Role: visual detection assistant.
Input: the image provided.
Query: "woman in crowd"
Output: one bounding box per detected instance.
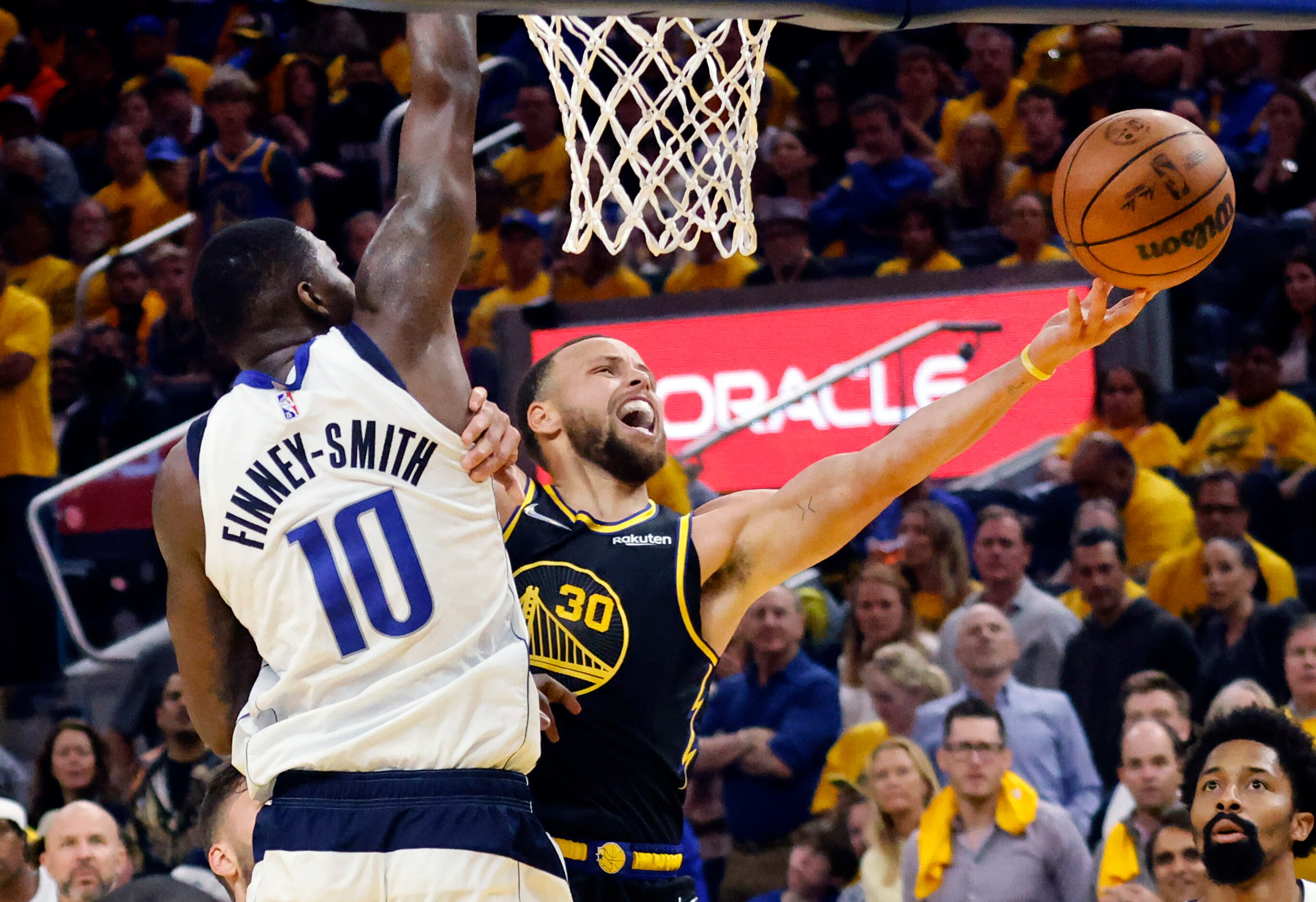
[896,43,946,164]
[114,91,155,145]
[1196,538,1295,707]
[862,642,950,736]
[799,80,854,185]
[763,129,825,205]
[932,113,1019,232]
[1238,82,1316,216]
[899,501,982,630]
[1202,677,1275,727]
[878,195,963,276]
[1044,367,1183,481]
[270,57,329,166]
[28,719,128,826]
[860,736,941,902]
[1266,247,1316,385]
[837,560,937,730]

* * *

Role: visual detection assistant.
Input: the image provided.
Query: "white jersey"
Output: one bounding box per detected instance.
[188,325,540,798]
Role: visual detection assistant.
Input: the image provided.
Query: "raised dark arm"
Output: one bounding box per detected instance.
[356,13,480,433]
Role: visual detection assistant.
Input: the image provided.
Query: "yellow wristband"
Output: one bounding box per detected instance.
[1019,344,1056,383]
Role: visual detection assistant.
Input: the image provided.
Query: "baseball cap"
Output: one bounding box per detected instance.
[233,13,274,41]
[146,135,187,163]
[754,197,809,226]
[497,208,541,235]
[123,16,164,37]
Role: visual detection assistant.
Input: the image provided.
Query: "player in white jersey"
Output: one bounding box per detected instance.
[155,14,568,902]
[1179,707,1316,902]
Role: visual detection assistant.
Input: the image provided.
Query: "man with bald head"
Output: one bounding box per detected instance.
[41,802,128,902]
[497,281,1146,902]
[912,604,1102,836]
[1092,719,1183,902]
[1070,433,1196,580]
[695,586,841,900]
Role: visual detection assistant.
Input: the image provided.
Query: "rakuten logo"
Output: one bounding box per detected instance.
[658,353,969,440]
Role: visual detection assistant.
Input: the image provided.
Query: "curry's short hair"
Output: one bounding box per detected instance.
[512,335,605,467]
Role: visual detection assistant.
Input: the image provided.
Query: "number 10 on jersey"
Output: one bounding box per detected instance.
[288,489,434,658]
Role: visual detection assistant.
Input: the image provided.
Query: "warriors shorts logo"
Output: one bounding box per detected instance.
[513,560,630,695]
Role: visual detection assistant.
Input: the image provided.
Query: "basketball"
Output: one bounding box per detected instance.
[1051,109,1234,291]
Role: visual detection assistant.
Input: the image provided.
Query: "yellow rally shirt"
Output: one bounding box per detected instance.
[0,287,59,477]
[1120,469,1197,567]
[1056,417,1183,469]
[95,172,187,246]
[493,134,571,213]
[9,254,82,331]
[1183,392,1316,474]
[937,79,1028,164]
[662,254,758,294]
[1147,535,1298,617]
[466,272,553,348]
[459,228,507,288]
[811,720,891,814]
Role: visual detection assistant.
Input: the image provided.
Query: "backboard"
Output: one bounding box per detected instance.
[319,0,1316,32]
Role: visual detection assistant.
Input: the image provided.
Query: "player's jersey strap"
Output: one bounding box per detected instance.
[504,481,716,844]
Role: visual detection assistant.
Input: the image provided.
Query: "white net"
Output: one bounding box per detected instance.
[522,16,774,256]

--

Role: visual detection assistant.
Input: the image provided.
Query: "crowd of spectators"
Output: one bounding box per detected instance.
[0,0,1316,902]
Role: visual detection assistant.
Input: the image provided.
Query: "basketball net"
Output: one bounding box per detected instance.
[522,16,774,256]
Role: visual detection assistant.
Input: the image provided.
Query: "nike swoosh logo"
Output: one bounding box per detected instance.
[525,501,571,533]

Stated exercise ▸
Pick out every line above that contains the string "logo" and copy each one. Case counts.

Problem solution ▸
Query: "rakuten logo"
Query: "warriors shorts logo"
Query: "nike swoosh logo"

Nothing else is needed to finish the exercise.